» THE TASK
Identify each line below that contains the word "head", and copy it out.

○ ○ ○ ○ ○

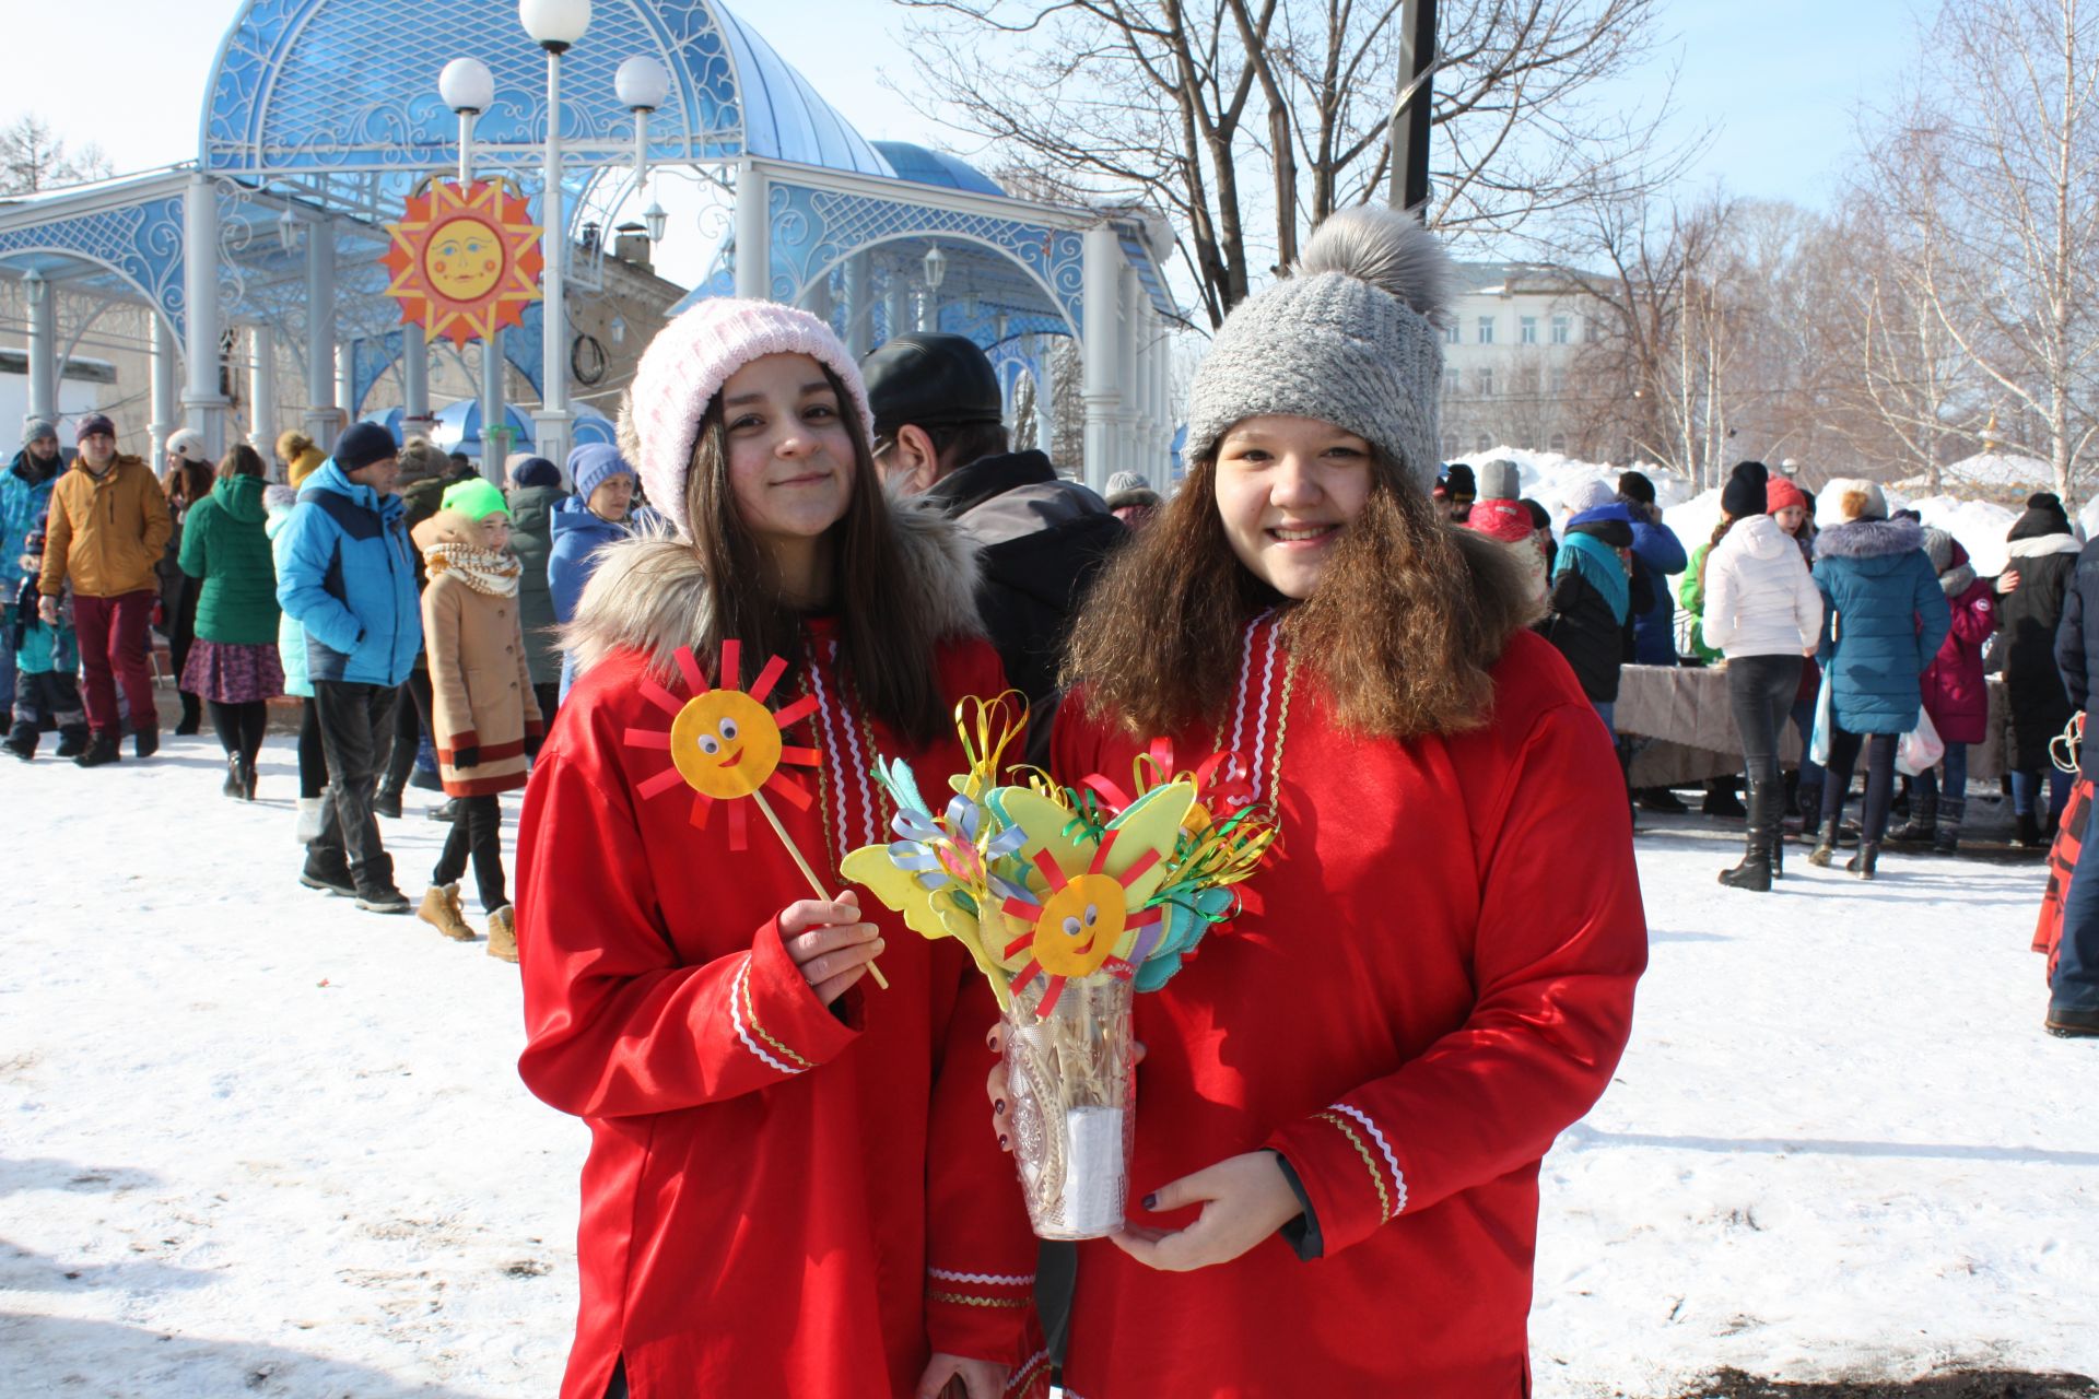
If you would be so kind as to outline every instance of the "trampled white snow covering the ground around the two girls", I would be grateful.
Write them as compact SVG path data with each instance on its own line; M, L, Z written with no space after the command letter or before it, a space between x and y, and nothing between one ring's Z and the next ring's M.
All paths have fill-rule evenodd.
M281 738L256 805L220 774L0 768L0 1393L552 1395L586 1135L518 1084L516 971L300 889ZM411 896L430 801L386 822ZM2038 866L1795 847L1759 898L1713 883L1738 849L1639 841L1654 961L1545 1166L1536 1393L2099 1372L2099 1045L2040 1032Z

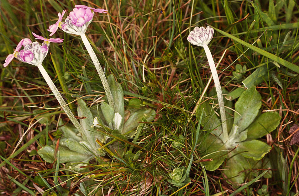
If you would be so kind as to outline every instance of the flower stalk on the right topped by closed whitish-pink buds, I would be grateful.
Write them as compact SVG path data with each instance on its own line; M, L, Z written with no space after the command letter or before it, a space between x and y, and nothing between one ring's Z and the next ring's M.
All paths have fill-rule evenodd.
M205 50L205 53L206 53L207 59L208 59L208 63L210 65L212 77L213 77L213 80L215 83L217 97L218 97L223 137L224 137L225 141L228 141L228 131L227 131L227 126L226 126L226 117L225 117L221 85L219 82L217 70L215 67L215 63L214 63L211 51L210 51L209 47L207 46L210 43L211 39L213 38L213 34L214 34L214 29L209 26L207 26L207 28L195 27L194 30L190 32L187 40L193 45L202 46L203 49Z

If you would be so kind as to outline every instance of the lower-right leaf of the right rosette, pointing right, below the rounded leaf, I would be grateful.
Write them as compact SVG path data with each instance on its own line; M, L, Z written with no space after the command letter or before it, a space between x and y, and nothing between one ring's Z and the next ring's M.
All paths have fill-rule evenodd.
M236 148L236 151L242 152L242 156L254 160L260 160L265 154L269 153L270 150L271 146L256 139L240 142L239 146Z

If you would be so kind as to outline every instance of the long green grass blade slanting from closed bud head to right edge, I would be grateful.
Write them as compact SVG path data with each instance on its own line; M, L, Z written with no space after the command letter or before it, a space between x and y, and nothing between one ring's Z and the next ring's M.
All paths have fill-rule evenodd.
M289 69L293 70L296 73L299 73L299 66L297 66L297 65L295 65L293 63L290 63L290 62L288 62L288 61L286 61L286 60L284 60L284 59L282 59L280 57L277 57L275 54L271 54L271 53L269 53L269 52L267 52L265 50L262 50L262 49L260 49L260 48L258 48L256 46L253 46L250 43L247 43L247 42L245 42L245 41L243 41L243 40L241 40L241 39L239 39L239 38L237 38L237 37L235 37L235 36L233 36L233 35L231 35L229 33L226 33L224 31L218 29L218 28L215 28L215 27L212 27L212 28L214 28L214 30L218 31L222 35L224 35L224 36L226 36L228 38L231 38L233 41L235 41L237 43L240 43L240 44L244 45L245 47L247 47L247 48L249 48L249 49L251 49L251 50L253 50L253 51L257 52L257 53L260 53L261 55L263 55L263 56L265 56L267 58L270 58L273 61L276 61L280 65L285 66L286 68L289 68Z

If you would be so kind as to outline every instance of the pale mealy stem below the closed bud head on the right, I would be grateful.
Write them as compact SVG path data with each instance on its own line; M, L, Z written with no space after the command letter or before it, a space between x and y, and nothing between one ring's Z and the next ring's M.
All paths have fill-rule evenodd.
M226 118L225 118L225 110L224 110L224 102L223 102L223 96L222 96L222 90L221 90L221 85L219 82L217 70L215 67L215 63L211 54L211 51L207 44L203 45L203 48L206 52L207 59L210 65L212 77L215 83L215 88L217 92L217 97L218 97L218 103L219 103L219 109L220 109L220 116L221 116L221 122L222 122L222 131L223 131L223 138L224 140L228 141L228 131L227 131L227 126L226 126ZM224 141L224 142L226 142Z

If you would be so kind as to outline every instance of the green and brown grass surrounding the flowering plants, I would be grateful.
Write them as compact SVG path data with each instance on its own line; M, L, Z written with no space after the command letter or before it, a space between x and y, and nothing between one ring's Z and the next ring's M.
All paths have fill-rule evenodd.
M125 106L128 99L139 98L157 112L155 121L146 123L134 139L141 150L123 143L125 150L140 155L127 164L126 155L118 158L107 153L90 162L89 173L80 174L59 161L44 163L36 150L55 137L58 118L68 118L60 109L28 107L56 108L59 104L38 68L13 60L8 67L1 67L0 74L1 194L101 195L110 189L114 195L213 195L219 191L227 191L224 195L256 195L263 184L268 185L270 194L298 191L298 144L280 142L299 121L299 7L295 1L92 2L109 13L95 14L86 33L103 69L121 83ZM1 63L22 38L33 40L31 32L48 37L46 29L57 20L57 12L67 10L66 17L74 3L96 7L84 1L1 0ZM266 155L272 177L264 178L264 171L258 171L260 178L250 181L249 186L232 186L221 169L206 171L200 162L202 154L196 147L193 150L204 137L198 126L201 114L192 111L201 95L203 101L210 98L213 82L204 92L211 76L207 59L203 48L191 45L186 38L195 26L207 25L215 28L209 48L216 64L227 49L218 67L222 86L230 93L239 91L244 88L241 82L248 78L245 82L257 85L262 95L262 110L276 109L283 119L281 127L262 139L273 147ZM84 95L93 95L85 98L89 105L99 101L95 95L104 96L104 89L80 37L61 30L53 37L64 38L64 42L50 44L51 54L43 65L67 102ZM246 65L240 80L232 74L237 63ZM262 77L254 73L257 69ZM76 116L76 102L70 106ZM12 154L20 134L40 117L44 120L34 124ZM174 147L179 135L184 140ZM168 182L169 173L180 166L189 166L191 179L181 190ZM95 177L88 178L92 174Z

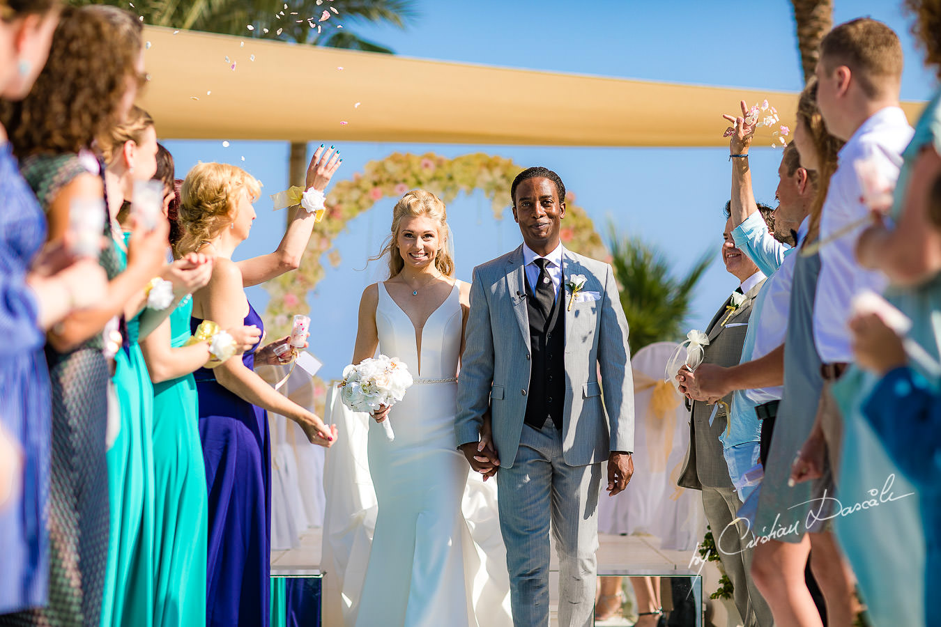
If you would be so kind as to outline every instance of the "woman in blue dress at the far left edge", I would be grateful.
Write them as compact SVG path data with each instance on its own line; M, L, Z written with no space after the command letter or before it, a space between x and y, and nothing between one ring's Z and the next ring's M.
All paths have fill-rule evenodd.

○ ○ ○ ○ ○

» RESPONSE BOX
If you would be so kind as to outline every instance of the long green grass blade slanting from closed bud head to right edge, I would be grateful.
If you would be so kind as to outline every instance of the pale mealy stem below the closed bud head on the right, I would be grateful.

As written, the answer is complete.